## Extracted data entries
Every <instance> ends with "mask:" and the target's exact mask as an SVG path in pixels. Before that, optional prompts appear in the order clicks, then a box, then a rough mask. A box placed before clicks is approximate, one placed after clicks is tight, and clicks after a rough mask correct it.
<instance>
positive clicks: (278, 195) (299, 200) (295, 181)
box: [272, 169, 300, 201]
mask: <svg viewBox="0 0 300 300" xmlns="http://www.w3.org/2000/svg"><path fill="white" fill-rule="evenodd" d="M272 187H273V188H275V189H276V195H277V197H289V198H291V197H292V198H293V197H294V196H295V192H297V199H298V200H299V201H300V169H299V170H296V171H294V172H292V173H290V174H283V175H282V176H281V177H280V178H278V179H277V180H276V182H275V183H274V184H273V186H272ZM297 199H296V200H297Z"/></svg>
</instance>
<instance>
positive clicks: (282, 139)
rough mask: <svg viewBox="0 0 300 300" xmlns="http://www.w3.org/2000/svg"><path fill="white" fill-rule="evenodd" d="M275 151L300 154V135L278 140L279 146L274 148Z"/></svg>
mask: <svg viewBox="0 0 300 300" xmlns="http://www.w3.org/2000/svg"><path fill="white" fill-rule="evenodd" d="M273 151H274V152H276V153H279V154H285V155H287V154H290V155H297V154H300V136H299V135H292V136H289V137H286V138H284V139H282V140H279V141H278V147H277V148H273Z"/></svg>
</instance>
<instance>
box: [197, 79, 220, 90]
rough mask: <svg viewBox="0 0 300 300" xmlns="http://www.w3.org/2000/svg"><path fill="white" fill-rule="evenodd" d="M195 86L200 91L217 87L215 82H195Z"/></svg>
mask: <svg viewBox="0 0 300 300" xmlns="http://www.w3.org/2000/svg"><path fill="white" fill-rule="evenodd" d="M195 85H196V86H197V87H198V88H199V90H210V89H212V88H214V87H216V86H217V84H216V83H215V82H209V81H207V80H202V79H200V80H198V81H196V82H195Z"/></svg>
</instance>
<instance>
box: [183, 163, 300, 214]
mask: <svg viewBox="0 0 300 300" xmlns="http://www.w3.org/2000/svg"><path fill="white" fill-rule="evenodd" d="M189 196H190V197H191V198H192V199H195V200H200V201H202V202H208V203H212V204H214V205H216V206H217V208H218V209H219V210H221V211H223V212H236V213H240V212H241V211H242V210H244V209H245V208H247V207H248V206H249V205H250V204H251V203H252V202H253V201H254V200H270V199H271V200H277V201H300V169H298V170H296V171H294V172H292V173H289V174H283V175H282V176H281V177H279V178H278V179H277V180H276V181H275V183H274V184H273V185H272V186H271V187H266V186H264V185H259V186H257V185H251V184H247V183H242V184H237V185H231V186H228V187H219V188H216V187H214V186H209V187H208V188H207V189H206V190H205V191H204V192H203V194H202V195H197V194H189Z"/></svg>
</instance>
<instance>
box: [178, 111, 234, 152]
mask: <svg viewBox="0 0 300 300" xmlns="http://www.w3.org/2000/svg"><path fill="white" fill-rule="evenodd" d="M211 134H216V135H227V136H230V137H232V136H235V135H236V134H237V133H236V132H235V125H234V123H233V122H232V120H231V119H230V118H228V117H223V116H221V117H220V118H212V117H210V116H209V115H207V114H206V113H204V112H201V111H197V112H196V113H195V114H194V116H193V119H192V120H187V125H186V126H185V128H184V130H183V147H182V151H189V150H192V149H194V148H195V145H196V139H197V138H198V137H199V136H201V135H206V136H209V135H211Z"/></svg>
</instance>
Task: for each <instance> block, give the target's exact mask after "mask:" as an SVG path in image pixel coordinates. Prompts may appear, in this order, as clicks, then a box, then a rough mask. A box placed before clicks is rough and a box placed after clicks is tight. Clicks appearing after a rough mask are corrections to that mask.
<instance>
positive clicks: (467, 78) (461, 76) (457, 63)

## EXERCISE DESCRIPTION
Scan the records above for the string "positive", then copy each line where it turns up.

## OUTPUT BELOW
positive clicks: (278, 195) (299, 200) (295, 181)
positive clicks: (282, 139)
positive clicks: (467, 78) (461, 76) (457, 63)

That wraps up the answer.